*** Supplied records

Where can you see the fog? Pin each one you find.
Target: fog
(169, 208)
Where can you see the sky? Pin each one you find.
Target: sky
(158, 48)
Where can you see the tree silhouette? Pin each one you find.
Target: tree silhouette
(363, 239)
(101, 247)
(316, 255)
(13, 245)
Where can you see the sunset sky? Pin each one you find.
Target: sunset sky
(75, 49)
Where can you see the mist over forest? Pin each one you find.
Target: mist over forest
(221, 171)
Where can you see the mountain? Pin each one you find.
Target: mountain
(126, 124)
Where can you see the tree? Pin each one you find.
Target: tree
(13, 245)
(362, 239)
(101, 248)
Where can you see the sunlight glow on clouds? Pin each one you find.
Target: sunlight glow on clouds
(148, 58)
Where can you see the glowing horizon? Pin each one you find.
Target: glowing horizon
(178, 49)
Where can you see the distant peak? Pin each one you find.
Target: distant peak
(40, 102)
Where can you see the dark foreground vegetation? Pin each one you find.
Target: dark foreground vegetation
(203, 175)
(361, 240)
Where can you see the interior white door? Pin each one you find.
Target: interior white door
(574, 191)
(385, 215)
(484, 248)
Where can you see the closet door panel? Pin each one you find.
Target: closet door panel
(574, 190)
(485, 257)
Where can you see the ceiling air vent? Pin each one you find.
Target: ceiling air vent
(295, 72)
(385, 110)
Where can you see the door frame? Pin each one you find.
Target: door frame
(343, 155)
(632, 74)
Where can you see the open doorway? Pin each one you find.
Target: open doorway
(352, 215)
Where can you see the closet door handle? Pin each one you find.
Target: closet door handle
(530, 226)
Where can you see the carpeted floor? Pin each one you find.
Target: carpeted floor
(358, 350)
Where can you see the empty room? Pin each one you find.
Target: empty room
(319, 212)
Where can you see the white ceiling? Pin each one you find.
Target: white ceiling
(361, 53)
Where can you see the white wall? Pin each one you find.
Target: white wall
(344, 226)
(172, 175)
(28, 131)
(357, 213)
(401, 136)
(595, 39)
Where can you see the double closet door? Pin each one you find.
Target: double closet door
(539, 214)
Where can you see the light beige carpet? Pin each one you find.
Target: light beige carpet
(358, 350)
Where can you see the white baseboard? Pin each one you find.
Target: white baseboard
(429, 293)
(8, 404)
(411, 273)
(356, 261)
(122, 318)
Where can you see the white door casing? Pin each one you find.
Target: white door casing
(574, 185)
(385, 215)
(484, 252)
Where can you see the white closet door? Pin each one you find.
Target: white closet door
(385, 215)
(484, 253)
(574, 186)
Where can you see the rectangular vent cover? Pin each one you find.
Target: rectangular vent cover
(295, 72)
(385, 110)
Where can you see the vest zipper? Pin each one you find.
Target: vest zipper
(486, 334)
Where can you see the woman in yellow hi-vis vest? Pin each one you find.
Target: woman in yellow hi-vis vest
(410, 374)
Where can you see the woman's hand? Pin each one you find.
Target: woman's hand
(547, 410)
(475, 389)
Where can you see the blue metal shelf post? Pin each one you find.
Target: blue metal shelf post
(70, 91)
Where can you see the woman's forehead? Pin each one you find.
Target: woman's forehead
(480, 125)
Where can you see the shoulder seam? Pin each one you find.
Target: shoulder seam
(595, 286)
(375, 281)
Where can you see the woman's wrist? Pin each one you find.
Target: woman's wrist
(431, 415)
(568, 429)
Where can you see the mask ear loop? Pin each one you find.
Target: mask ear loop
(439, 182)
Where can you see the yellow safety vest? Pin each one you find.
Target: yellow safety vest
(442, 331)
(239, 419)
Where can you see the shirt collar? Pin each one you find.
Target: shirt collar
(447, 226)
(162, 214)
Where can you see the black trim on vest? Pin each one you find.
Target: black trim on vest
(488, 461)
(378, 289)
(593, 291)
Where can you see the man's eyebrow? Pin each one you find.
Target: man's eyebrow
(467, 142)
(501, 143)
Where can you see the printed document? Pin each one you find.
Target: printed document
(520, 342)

******
*** Supplied records

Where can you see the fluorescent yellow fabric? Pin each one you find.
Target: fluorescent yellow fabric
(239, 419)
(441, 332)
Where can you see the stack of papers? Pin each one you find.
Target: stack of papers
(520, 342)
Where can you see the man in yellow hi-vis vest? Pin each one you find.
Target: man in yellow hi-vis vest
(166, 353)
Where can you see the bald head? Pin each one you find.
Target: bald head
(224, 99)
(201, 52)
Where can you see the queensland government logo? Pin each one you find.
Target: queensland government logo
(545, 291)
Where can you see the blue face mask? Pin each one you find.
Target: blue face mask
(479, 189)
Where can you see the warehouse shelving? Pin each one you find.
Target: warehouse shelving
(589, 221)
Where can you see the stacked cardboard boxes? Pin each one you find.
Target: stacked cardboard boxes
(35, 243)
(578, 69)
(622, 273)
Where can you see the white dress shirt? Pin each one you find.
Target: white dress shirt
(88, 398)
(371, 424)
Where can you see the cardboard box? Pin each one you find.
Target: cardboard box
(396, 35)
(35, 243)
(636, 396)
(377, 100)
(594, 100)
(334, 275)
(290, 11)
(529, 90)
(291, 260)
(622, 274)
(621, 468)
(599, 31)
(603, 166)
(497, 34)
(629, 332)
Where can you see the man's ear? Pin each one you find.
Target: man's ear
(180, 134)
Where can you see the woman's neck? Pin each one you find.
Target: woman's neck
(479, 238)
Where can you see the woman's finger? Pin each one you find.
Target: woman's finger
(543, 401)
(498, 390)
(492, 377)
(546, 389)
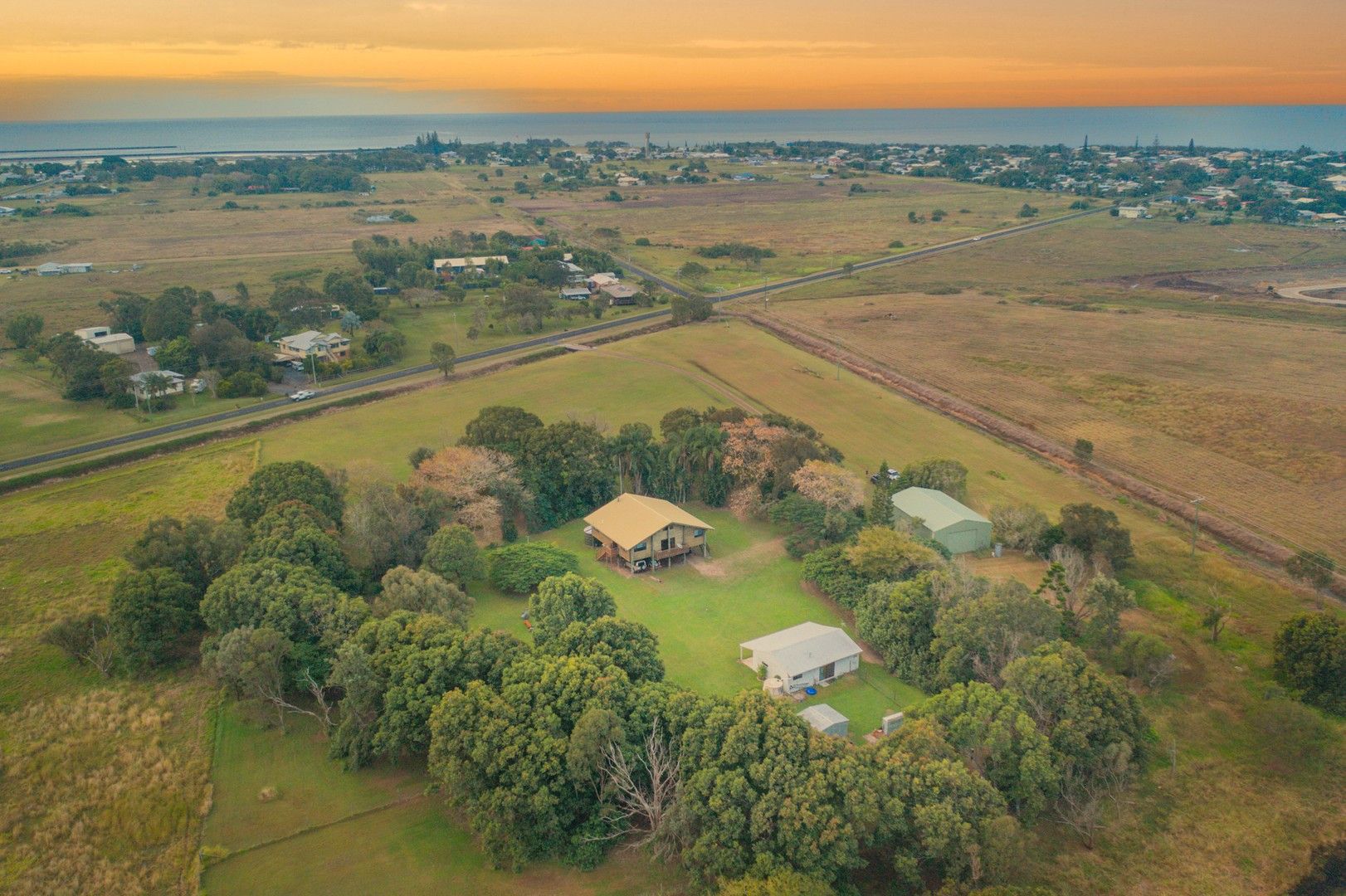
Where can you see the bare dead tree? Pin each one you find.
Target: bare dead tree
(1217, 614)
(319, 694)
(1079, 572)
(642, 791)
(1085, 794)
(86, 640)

******

Your objective »
Please count the lines in the rows above that contain the word "warehouse" and give only that number.

Solution to the problem »
2